• **给定任务 A**
把文本后面的记录逐行完整重写,其中的请求也要保留。答案里的每个点坐标数值都加上-121,请求和格式示例中的数字保持不变,输出中不要放图片。

注:Flume框架对hadoop和zookeeper的依赖只是在jar包上,并不要求flume启动时必须将hadoop和zookeeper服务也启动

来自* <http://www.cnblogs.com/oubo/archive/2012/05/25/2517751.html >

启动flume服务器,需要用一个服务端的配置文件

flume-ng agent --conf conf --conf-file /mysoftware/flume-1.7.0/conf/flume-server.properties --name a1 -Dflume.root.logger=INFO,console > /mysoftware/flume-1.7.0/logs/flume-server.log 2>&1 &

启动flume客户端,需要用一个客户端的配置文件

flume-ng agent --conf conf --conf-file /mysoftware/flume-1.7.0/conf/flume-client.properties --name agent1 -Dflume.root.logger=INFO,console > /mysoftware/flume-1.7.0/logs/flume-client.log 2>&1 &

这里的用到了avro,貌似必须先启动服务器,后启动客户端(这里是从客户端发消息到服务端)

以下是两个例子:

注:文件均需自己创建!,两个配置文件

1. 从网络端口接收,存入HDFS

flume-server.properties: 服务端 (从avro端口到hdfs)

• **本题记录**

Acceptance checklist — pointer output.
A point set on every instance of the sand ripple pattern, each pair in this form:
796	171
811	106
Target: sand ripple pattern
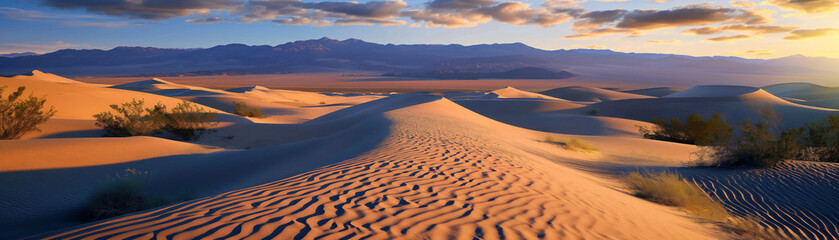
421	182
798	199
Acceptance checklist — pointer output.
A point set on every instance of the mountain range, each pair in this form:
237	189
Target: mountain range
330	55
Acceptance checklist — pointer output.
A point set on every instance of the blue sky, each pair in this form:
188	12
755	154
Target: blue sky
737	28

• **给定任务 B**
把上面关于Flume启动的文本完整照抄一遍,一字不改。

• **练习答案 A**
Acceptance checklist — pointer output.
A point set on every instance of the sand ripple pattern, each pair in this form:
796	171
811	106
Target: sand ripple pattern
300	61
677	78
Acceptance checklist — pointer output.
A point set on every instance of the mountain range, each pair in this form:
237	189
Target: mountain range
209	-66
Acceptance checklist — pointer output.
A point set on every instance of the blue sky, each pair in this form:
188	12
755	154
Target: blue sky
616	-93

• **练习答案 B**
注:Flume框架对hadoop和zookeeper的依赖只是在jar包上,并不要求flume启动时必须将hadoop和zookeeper服务也启动

来自* <http://www.cnblogs.com/oubo/archive/2012/05/25/2517751.html >

启动flume服务器,需要用一个服务端的配置文件

flume-ng agent --conf conf --conf-file /mysoftware/flume-1.7.0/conf/flume-server.properties --name a1 -Dflume.root.logger=INFO,console > /mysoftware/flume-1.7.0/logs/flume-server.log 2>&1 &

启动flume客户端,需要用一个客户端的配置文件

flume-ng agent --conf conf --conf-file /mysoftware/flume-1.7.0/conf/flume-client.properties --name agent1 -Dflume.root.logger=INFO,console > /mysoftware/flume-1.7.0/logs/flume-client.log 2>&1 &

这里的用到了avro,貌似必须先启动服务器,后启动客户端(这里是从客户端发消息到服务端)

以下是两个例子:

注:文件均需自己创建!,两个配置文件

1. 从网络端口接收,存入HDFS

flume-server.properties: 服务端 (从avro端口到hdfs)